▶ [Aim] Rewrite the material below with every "prove it" replaced by "confirm it", keeping everything else the same.

▶ [Record set]
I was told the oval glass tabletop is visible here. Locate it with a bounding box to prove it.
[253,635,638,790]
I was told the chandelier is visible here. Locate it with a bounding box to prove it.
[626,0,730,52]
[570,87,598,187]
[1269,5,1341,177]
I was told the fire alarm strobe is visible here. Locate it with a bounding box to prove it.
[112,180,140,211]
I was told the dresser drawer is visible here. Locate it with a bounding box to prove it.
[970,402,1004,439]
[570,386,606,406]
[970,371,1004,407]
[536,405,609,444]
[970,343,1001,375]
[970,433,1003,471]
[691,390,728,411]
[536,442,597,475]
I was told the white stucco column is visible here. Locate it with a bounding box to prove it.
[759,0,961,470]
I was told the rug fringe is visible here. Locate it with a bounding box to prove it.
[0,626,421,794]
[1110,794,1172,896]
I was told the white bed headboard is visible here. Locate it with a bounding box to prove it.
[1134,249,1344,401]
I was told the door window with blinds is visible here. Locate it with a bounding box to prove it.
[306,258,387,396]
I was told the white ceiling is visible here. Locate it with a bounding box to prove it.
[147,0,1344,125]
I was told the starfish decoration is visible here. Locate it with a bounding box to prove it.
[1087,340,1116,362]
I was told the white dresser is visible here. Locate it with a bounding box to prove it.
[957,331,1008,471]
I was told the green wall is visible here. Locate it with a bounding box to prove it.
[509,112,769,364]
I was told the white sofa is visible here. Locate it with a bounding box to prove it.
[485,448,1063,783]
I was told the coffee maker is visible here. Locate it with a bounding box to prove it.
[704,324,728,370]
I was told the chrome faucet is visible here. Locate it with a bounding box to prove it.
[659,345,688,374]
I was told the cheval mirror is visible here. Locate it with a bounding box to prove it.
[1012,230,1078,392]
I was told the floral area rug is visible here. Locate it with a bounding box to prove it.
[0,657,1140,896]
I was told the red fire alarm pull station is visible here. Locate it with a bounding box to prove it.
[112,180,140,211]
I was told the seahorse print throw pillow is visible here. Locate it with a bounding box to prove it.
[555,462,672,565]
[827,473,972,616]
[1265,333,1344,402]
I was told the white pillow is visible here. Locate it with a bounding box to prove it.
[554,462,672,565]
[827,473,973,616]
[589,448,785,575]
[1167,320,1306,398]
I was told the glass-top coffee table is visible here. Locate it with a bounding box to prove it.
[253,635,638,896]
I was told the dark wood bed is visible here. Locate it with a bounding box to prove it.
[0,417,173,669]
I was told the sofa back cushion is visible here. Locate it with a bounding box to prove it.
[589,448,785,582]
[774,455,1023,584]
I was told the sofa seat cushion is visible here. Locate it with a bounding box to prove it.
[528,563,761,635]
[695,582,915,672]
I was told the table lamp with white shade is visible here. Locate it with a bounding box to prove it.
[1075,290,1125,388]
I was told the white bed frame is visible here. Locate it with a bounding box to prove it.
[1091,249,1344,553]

▶ [Answer]
I was told the oval glass tabletop is visible here. Locate it with a bounding box to confirm it.
[253,635,638,790]
I was told the chandelier is visible here. Locate it with a bounding box to confirm it.
[626,0,730,52]
[570,87,598,187]
[1269,5,1341,177]
I was told the fire alarm strobe is visible here. Locate it with a bounding box to confirm it.
[112,180,140,211]
I was told the dresser drawer is visible here. Locate it with a bounding box to confirm it.
[970,402,1004,439]
[570,386,606,406]
[970,371,1004,407]
[536,405,609,444]
[970,343,1001,375]
[970,433,1003,471]
[691,390,728,411]
[536,442,597,475]
I was told the white stucco column is visible here. Locate it with a bounding box to confirm it.
[759,0,961,470]
I was told the rug fringe is visible here. Locate it with a bounding box to confirm it.
[0,626,421,794]
[1110,794,1172,896]
I was told the white bed headboard is visible here. Locate it with a bounding box to confirm it.
[1134,249,1344,401]
I was told the door window with blinds is visible here. Locate it with a bounding box to confirm it.
[306,258,387,396]
I was told the white ceiling is visible here. Locate it with a bounding box to confirm it.
[147,0,1344,125]
I was told the starfish decoration is visible here. Locate it with a bounding box to confirm it.
[1087,340,1116,362]
I was told the white dresser is visible here. Locate it with a bounding box to confirm it.
[957,331,1008,471]
I was told the green wall is visible here. Locate it with a bounding box to confirm it.
[509,112,769,364]
I was told the white sofa is visible here. Locate it with a bounding box to confirm it.
[485,448,1063,783]
I was told the coffee maker is visible here. Locate it with a bounding box to confirm it.
[704,324,728,370]
I was told the chrome faucet is visible here. Locate it with a bounding box to confirm it.
[659,345,688,374]
I was told the cheval mirror is visible here. Locate it with a bounding box to confirm it.
[1012,230,1078,392]
I was told the floral area rug is visible here. Locate it with a bounding box to confirm it.
[0,657,1140,896]
I was told the red fire alarm pull station is visible here. Locate it with a bounding box to confirm it.
[112,180,140,211]
I was told the seahorse print throw pillow is visible here. Locate it with a bounding box to confirm it.
[555,462,672,565]
[827,473,972,616]
[1265,333,1344,402]
I was told the white pillow is visible here. Locate it with a bounding box to confirm it.
[554,462,672,565]
[827,473,973,616]
[589,448,785,575]
[1167,320,1306,398]
I was told the glass-top coffee table is visible here. Locate it with a bounding box to confirm it.
[253,635,638,896]
I was told the dark wood bed is visible here. Locate it with a bounding box to confirm it.
[0,417,173,669]
I was told the sofa back cushion is visible here. Locate it with a bounding box to confirm it.
[589,448,785,582]
[774,455,1023,584]
I was told the sofa seat cushion is visible here. Locate it with a bounding box to confirm it.
[528,563,761,635]
[695,582,915,672]
I was told the table lamp with white shade is visible here. Locate it with a bounding box to confirm it.
[1075,290,1125,388]
I was told the white bed frame is visible here. Locate it with a bounding box to confirm it.
[1091,249,1344,553]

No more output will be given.